## TEXT SEGMENT
**********
Publications — Michigan Manufacturing Insight

Feature Articles

A Century of Innovation: Manufacturing from 1902-1931: Michigan Becomes Motorized

By Brad Ritter

Business owners were adapting their methods to include new communications devices; city planners were examining how to make the best use of real estate; working men and women were enjoying new forms of entertainment that allowed them to hear and see performances from distant places; and entrepreneurs staked their fortunes on the latest advances in technology, amassing large fortunes seemingly overnight — and then seeing them disappear just as quickly.

Actually, that was Michigan’s climate at the turn of the 20th century — a time when the territory still possessed more forests and farmland than cities, but was transforming into a center of industrial commerce for the nation and the world. Enterprising business people were developing products and processes that would revolutionize American life and position Michigan as a hub of manufacturing innovation and productivity.

And the Michigan Manufacturers Association (MMA) brought together those business leaders in a common forum to advocate for government policies that would allow productivity and creativity to thrive in a responsible manner.

Putting America on wheels

If any product characterizes Michigan to the world, it’s the automobile. And even as European inventors such as Gottlieb Daimler were putting together early versions of the “horseless carriage,” Lansing’s Ransom E. Olds, Flint’s William C. Durant and Dearborn’s Henry Ford set the pace for the popularization of auto travel with their pioneering efforts.

Olds started his work on the auto while still employed in his father’s carriage factory in Lansing, and passers-by would tell Olds’ father, “that kid of yours will blow his head off one day” with his love for tinkering.

But Olds persevered and developed a primitive horseless carriage, one of which was exported to London in the first recorded American export of a motor car. It was supposed to have been sent to Bombay, India, but history is unclear as to whether the vehicle actually made the trip.

Once the Olds Motor Car Co. was formed, Olds moved the operation to a plant on Jefferson Avenue in Detroit and developed the first widely-sold model, the “curved-dash” Oldsmobile. But a 1901 fire destroyed the Jefferson Avenue plant and Olds returned to Lansing, where he built up the company and its products to the point where it became part of the new General Motors Co. in 1908.

General Motors came about through the efforts of William Crapo “Billy” Durant, whose grandfather, Henry Crapo, built a fortune in Michigan’s booming lumber industry and later served two terms as Michigan’s governor. Durant formed the Durant-Dort Carriage Co. in Flint and acquired the Buick Motor Co. from David Dunbar Buick. Durant then founded General Motors and, within two years, had acquired full interest in the Oakland Motor Car Co., the precursor of the Pontiac brand, along with the original Olds Motor Vehicle Co.
**********
## INFORMATION PROVIDED
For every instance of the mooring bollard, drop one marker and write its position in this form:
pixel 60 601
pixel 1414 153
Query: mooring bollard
**********
## REQUIRED ACTIONS
1/ Using the feature article on Michigan manufacturing, decide whether each statement agrees with it: (a) A 1901 fire destroyed the Jefferson Avenue plant. (b) Henry Crapo served three terms as Michigan's governor. (c) Durant acquired the Buick Motor Co. from David Dunbar Buick. For each, answer yes or no and quote the deciding words.
2/ According to the feature article on Michigan manufacturing, in what year did Olds' company become part of General Motors?
3/ Name every person mentioned by name in the feature article on Michigan manufacturing, including the byline.

## SOLUTIONS TO THE TASKS
1/
(a) Yes: "But a 1901 fire destroyed the Jefferson Avenue plant"
(b) No: "later served two terms as Michigan’s governor"
(c) Yes: "acquired the Buick Motor Co. from David Dunbar Buick"

2/ 1908

3/ Brad Ritter, Gottlieb Daimler, Ransom E. Olds, William C. Durant, Henry Ford, Henry Crapo, David Dunbar Buick